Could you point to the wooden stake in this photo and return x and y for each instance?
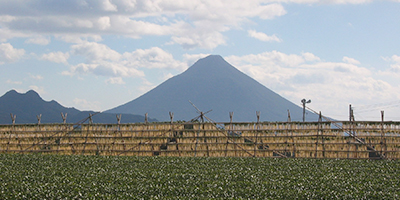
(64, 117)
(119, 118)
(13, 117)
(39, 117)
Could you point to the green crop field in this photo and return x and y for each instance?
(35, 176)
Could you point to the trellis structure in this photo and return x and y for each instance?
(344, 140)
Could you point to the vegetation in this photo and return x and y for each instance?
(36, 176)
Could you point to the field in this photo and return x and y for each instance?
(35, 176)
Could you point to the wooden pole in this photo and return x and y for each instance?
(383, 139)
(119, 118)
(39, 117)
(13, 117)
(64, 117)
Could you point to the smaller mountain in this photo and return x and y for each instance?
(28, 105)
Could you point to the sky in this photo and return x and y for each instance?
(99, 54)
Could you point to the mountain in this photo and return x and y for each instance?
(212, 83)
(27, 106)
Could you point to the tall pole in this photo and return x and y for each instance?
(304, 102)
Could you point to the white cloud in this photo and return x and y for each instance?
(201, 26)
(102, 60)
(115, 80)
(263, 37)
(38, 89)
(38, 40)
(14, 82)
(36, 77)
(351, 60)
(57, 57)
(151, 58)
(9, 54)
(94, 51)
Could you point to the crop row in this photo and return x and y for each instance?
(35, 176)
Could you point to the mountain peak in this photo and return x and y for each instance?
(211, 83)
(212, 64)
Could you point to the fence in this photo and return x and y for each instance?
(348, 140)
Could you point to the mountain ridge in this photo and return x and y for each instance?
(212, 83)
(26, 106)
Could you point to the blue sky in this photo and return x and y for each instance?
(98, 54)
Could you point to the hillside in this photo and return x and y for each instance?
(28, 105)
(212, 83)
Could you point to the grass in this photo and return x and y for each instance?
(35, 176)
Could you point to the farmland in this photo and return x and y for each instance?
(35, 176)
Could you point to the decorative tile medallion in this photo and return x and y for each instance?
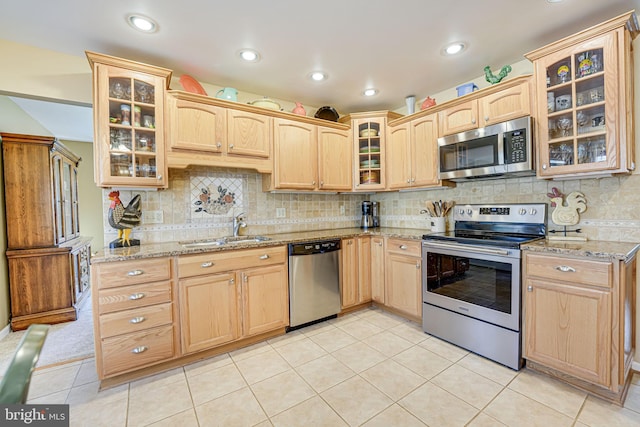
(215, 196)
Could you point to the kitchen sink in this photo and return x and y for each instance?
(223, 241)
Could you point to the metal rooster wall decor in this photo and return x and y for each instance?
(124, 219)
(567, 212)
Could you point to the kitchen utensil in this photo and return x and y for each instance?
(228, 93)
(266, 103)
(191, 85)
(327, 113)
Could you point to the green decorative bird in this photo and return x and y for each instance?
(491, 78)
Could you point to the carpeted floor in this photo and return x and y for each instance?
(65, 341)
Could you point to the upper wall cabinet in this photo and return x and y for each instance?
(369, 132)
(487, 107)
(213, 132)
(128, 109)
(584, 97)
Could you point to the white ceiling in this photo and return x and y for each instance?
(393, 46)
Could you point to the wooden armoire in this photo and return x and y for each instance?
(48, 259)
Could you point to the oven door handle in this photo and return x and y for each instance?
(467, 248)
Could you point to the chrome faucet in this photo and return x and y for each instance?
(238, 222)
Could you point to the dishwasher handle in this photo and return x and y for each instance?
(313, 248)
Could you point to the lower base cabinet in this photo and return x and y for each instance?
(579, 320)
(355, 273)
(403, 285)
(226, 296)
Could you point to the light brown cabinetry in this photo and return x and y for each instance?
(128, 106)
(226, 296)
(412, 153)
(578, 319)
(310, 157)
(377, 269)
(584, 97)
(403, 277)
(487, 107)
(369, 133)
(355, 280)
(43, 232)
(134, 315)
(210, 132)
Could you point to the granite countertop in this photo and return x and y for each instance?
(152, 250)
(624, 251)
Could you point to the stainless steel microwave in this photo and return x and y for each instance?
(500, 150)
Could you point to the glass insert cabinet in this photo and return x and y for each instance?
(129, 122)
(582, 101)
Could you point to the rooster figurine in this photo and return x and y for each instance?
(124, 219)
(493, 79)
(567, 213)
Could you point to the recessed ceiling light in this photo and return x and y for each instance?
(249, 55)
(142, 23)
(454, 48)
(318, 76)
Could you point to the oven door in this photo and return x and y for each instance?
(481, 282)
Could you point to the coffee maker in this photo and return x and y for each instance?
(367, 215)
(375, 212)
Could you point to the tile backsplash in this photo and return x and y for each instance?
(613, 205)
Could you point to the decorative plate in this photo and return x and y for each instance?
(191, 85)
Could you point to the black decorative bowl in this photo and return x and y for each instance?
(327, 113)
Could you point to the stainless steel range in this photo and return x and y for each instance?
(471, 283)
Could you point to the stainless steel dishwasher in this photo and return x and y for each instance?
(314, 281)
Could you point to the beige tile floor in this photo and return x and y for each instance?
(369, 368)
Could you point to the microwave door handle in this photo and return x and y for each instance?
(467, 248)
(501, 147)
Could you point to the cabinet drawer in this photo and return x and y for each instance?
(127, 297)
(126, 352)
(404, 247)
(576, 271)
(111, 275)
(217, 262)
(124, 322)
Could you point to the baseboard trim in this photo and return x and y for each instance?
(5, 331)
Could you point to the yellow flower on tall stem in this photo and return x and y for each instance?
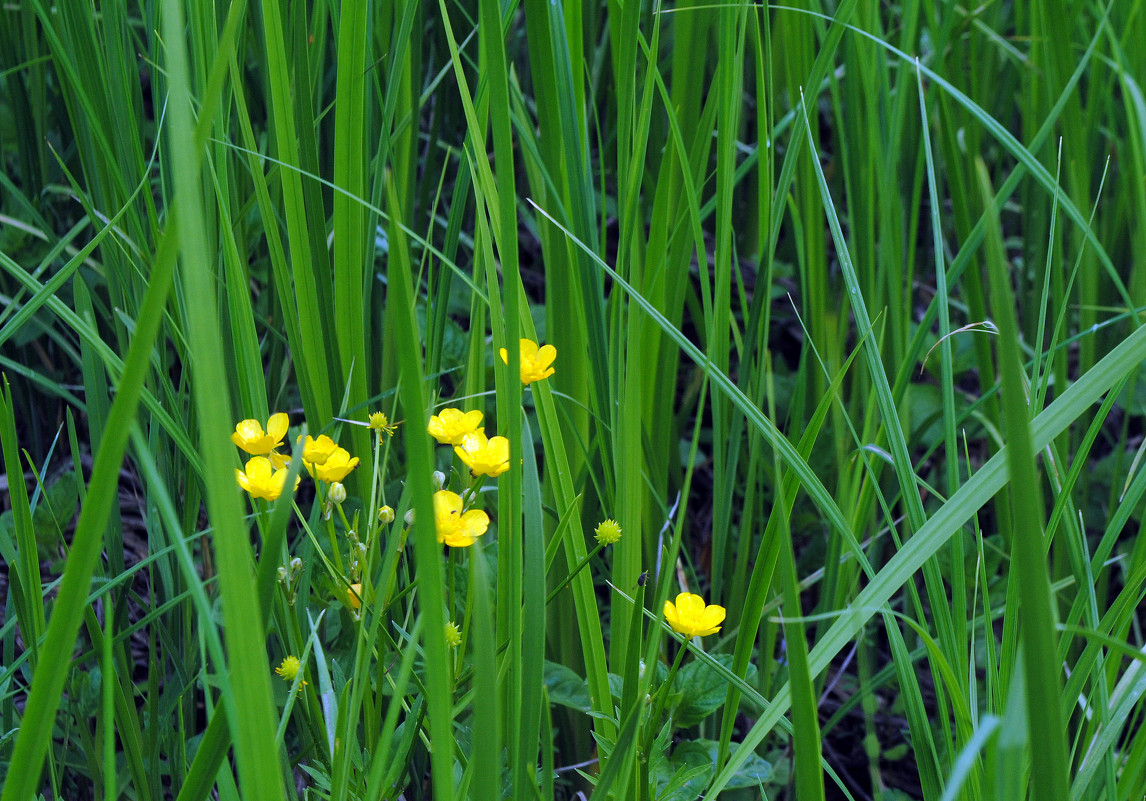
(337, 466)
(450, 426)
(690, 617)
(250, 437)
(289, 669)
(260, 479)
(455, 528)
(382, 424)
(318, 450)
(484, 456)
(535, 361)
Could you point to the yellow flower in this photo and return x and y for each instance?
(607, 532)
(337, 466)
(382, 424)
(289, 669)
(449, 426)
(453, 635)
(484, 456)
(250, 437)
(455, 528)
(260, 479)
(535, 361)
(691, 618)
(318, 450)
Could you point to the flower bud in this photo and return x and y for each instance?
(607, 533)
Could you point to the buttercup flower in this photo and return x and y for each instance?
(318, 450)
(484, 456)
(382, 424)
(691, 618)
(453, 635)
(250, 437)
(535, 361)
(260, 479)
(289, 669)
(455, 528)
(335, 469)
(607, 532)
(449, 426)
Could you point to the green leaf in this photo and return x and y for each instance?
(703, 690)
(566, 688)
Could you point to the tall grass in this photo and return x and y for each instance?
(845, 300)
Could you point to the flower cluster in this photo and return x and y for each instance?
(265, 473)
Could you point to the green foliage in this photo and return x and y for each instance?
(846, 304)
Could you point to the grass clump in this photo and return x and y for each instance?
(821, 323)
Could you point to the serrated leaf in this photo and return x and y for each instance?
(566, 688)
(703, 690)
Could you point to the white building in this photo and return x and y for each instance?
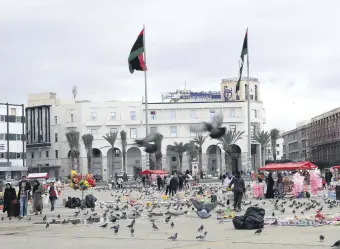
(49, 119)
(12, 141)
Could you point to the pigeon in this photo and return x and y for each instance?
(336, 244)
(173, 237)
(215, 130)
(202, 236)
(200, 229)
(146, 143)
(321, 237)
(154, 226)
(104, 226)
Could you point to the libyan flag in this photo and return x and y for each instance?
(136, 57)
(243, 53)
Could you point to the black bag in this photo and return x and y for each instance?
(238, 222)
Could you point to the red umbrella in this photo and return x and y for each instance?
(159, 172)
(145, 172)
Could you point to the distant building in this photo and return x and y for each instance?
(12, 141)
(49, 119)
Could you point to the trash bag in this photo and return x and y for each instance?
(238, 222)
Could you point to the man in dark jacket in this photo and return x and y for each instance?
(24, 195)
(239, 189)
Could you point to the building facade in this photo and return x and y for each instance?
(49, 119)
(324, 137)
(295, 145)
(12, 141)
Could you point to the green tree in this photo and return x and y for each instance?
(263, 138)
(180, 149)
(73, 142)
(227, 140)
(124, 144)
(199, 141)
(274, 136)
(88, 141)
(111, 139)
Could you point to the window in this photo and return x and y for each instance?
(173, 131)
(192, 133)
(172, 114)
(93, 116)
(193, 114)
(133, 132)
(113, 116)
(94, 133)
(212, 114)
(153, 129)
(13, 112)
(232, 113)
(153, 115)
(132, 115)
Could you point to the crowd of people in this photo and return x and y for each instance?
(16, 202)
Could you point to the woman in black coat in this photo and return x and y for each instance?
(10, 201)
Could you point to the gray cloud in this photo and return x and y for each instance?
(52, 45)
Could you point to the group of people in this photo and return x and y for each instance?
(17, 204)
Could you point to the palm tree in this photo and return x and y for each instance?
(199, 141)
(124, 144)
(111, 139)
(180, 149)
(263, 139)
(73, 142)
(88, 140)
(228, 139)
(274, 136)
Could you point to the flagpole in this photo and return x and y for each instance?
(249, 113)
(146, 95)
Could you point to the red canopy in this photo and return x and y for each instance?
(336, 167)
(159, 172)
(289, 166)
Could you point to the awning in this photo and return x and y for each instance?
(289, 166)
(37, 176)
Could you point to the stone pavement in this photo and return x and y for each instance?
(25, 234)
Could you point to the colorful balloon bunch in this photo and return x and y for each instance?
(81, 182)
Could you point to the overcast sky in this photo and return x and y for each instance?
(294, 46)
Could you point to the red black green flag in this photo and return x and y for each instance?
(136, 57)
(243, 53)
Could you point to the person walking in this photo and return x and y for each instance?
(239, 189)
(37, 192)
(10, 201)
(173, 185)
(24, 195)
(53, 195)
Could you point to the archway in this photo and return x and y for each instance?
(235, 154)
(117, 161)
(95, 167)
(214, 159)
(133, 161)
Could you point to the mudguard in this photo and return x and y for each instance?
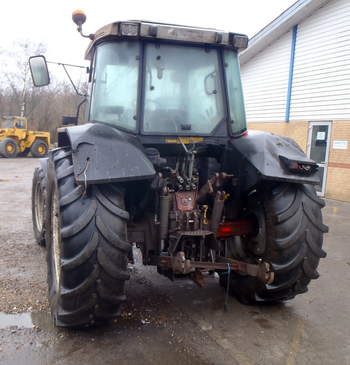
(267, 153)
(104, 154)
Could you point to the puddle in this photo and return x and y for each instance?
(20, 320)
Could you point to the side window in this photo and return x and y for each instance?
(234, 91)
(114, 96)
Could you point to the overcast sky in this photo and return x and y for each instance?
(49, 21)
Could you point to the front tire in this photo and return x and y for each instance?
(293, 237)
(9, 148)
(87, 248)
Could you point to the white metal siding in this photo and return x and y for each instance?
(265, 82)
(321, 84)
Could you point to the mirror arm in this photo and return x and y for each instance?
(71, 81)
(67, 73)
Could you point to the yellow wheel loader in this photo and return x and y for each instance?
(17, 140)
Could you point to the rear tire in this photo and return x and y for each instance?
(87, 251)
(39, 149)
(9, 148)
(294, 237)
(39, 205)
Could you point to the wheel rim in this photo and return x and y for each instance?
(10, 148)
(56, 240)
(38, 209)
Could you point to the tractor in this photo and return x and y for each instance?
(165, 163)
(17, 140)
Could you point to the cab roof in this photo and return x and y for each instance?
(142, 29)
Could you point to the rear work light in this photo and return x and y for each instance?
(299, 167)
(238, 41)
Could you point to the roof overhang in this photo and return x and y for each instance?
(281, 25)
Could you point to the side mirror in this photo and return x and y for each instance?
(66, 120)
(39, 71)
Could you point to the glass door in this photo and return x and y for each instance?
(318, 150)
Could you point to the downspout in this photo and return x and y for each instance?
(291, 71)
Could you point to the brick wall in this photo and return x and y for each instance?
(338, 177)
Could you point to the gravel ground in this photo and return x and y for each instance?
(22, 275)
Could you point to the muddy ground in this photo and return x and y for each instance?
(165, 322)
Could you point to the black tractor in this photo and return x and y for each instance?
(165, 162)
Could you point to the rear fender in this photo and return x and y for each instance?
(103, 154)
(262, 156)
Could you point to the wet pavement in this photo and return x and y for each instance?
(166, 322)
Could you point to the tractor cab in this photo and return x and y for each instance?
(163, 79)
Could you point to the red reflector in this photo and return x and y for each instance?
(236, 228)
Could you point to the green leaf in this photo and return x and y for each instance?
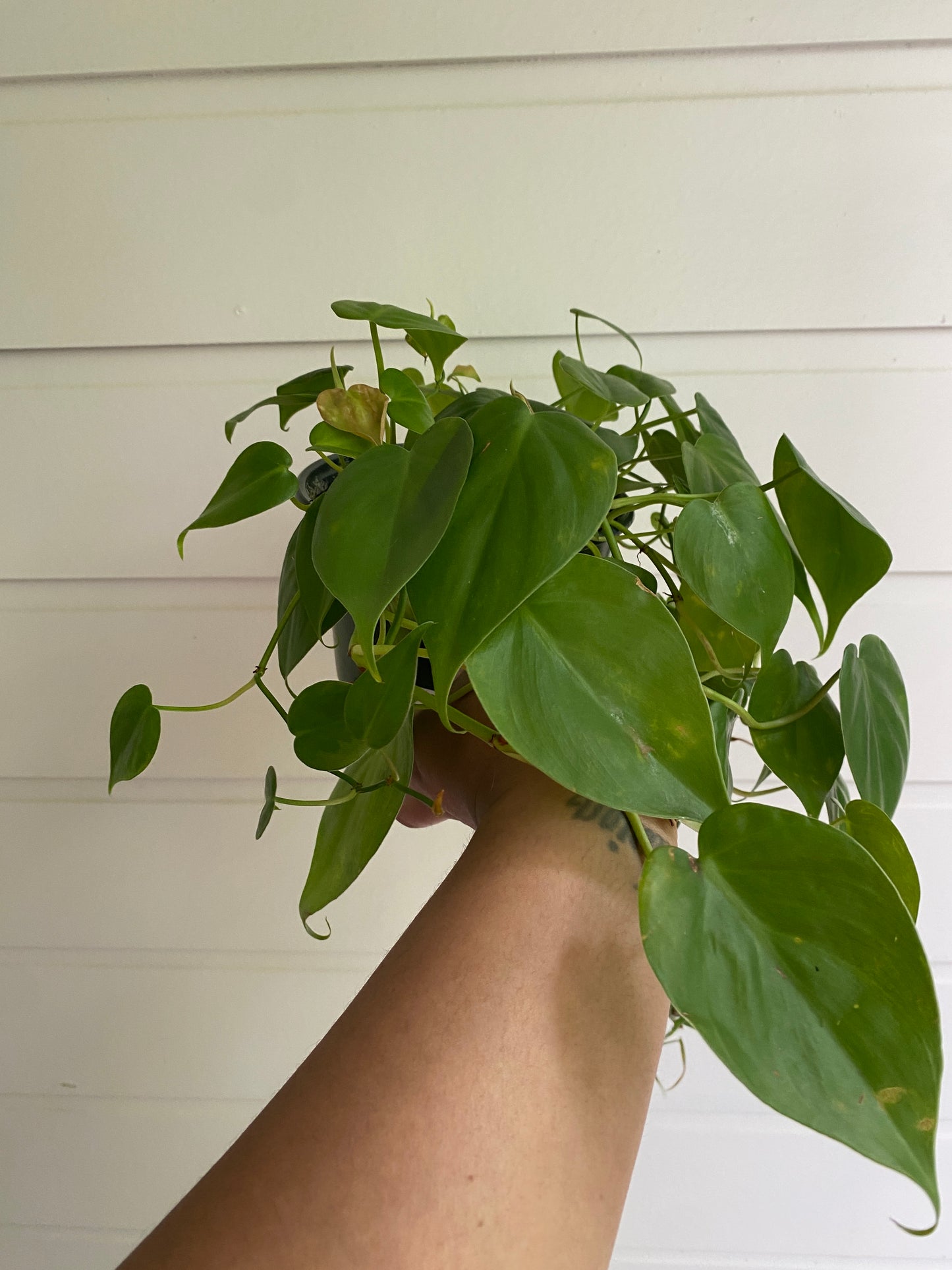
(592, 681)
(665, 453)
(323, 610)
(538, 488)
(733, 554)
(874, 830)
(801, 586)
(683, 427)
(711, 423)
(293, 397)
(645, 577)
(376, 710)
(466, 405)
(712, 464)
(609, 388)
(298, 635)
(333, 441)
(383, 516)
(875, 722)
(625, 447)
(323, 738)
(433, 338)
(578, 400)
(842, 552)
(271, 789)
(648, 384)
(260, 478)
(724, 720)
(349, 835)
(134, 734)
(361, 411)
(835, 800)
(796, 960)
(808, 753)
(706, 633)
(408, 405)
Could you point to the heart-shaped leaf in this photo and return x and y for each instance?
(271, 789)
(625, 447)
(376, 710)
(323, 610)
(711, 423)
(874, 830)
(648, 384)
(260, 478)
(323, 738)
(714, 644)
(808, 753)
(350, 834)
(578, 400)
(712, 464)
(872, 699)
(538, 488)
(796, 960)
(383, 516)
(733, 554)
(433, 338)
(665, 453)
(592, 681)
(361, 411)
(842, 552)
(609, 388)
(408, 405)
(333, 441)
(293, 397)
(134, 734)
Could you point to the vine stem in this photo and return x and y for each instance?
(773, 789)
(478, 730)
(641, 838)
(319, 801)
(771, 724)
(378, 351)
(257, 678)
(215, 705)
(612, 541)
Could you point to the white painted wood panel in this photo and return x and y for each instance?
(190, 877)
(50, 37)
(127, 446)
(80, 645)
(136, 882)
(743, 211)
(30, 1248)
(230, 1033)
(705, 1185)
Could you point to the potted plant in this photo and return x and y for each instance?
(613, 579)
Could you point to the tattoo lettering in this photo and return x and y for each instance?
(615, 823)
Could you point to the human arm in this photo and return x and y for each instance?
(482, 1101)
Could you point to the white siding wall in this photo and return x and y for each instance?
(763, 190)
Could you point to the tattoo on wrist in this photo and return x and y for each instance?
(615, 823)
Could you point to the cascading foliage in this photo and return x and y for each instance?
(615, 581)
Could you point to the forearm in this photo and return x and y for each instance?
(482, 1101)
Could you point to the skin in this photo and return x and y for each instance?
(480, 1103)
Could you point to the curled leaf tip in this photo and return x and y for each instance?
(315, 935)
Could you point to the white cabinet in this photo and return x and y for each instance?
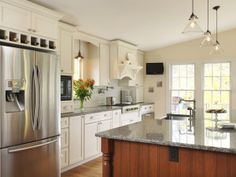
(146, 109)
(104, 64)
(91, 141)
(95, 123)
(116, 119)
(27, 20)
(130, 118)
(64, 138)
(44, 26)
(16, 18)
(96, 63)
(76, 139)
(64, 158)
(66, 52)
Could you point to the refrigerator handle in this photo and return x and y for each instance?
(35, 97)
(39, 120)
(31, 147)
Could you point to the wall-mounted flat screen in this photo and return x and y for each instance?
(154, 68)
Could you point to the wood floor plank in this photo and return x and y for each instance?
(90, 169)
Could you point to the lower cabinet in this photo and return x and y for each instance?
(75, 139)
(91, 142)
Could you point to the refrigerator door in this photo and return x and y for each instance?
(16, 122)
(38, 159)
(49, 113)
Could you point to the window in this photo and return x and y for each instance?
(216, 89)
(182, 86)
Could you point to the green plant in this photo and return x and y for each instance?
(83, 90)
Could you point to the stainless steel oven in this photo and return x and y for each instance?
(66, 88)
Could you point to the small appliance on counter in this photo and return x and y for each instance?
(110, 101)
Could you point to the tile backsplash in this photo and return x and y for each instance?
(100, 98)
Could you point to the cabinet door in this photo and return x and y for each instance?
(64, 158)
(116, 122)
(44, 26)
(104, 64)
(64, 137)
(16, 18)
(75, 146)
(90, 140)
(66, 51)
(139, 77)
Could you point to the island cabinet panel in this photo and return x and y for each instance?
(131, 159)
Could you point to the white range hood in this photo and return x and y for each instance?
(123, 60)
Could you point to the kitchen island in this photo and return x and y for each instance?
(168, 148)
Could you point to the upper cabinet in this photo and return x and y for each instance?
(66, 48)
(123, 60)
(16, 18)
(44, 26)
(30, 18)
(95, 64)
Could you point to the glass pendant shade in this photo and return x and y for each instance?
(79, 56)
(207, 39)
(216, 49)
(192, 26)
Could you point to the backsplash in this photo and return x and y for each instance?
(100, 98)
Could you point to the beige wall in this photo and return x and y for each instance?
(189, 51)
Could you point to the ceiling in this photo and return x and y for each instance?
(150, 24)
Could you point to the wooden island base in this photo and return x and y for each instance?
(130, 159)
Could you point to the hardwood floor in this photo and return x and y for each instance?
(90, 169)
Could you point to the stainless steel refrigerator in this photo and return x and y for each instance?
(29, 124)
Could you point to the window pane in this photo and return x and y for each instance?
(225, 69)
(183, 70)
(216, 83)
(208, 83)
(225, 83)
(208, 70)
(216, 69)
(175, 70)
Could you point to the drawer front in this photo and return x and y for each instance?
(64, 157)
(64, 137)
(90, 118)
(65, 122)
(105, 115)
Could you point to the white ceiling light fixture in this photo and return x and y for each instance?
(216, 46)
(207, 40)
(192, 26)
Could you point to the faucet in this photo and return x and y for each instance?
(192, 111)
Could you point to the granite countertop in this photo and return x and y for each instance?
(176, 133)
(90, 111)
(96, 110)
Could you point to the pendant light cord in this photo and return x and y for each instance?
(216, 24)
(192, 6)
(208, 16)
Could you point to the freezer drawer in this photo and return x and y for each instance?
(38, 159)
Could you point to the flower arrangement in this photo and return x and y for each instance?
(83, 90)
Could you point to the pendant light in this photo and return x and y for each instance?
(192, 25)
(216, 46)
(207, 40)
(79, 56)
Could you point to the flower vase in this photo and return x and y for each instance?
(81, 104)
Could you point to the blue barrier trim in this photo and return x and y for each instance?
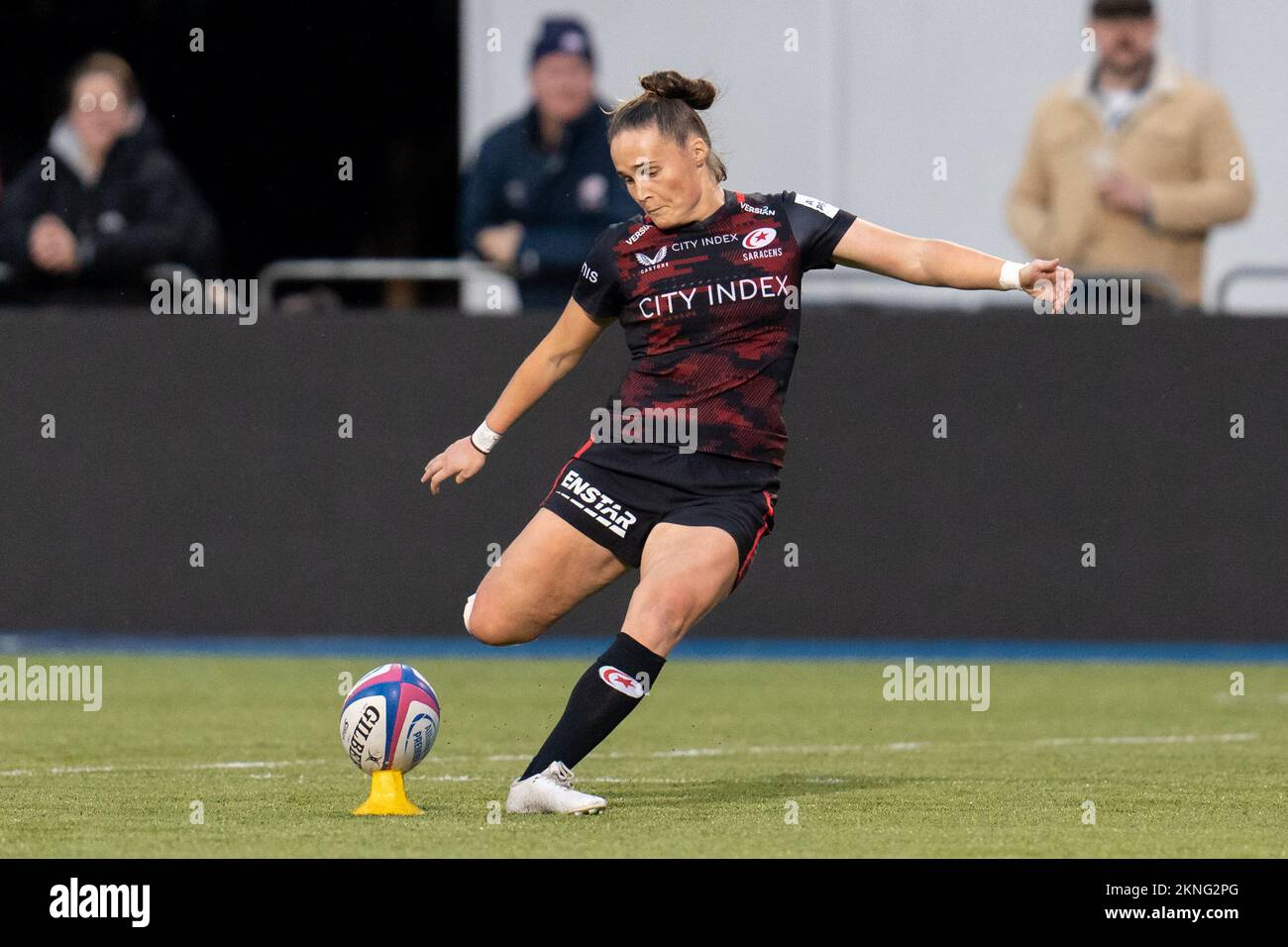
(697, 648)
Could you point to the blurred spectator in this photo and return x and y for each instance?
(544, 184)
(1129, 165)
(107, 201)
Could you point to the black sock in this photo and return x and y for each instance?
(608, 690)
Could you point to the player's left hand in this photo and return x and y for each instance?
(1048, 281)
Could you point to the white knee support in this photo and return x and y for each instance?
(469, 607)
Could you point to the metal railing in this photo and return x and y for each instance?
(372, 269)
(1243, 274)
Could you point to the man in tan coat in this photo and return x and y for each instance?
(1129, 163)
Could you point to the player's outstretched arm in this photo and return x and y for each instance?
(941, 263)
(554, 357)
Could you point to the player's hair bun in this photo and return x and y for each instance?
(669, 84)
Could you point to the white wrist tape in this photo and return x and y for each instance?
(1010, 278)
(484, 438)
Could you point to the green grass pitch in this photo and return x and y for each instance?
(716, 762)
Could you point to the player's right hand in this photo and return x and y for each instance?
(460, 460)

» **WHAT THIS TASK INVOLVES**
Could you rescale the entries from the line with "Could you point to the white painted" up to and including the line with "(705, 1185)"? Give every line again, keep the wording lines unchanged, and multiply each answer coordinate by 2.2, rounding to the nearest whole number with halves going up.

» **ANSWER FOR THIS EXERCISE**
Could you point to the white painted wood panel in this photo and return x and y for each instance?
(418, 1929)
(110, 81)
(279, 981)
(176, 1419)
(299, 1940)
(1635, 464)
(66, 2746)
(506, 2273)
(1551, 2607)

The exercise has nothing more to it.